- [Tasks and exercises]:
A. Answer these questions about the guitar forum thread, one line each:
(i) What price does themike think a used Tremonti in flawless condition could be found for?
(ii) Which four colors of the 2011 model does Curt name as acceptable for a used purchase?
(iii) Which guitar does budda especially like?
B. Can you rewrite the paragraph of the guitar forum thread that begins "Yeah, i'm pretty sure I could" as a short list that keeps its main facts?
C. Repeat the passage of the guitar forum thread between "I'm willing to" and "themike (May 9, 2011)", inclusive.

- [Text]:
■ ■ ■
I'm willing to pay as much as I have to for my dream guitar, within reason of course....

I don't think i'd ever pay 10 grand for a guitar unless a windfall of cash just turns up out of nowhere. 

but a tad over 3k is a realistic price for the guitar i've been wanting my entire life exactly as I envisioned it.


----------



## themike (May 9, 2011)

Curt said:


> but a tad over 3k is a realistic price for the guitar i've been wanting my entire life exactly as I envisioned it.



If you wanted Im sure you could find a nice Tremonti for $1500 used in flawless condition, but again thats up to you!


----------



## Curt (May 9, 2011)

th3m1ke said:


> If you wanted Im sure you could find a nice Tremonti for $1500 used in flawless condition, but again thats up to you!



Yeah, i'm pretty sure I could. going used would be the option i'd go for if I can find one of the 2011's in a good color used(charcoal burst, black slate, angry larry or fire red burst) i'd definitely go the used route, but the only used one's i've seen are the 2010 or previous year plain black ones, and I have enough black guitars.


----------



## budda (May 10, 2011)

Gorgeous collection! I especially dig that blue Custom 22.

I want everything you have with 22 frets on it


----------



## themike (May 10, 2011)

budda said:


> Gorgeous collection! I especially dig that blue Custom 22.
> 
> I want everything you have with 22 frets on it


 
ha thanks man. It won't be blue for much longer


----------



## asmegin_slayer (May 10, 2011)

So much win! Lovely guitars man!


----------



## themike (May 10, 2011)

asmegin_slayer said:


> So much win! Lovely guitars man!


 
Thanks dude I appreciate it! Its great because I love them all, I don't really favor one over the other so they get a fair rotation haha


----------



## themike (May 25, 2011)

Just keeping everything contained in this thread, Blue # 3 goes out next week to begin it's refinish journey


----------



## jordanky (May 25, 2011)
■ ■ ■
- [Provided material]:
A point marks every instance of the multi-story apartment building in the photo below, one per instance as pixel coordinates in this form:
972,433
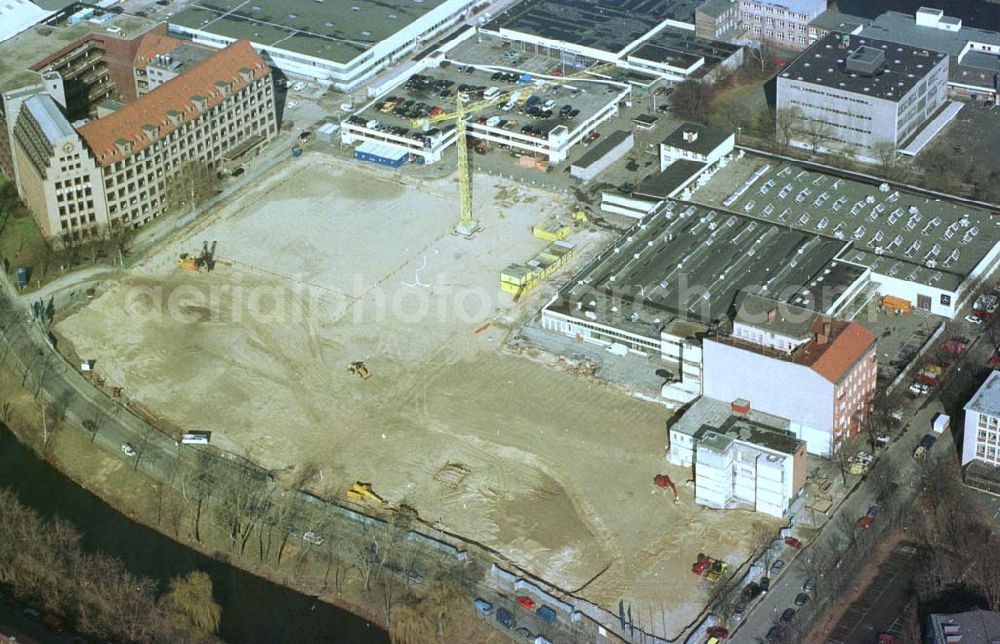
■ ■ ■
- [Full solutions]:
A.
(i) $1500
(ii) Charcoal burst, black slate, angry larry and fire red burst
(iii) The blue Custom 22

B.
- Curt agrees a used one could likely be found.
- Buying used is the preferred option if a 2011 model turns up in a good color: charcoal burst, black slate, angry larry or fire red burst.
- The only used ones seen so far are plain black models from 2010 or earlier.
- Curt already has enough black guitars.

C.
I'm willing to pay as much as I have to for my dream guitar, within reason of course....

I don't think i'd ever pay 10 grand for a guitar unless a windfall of cash just turns up out of nowhere. 

but a tad over 3k is a realistic price for the guitar i've been wanting my entire life exactly as I envisioned it.


----------



## themike (May 9, 2011)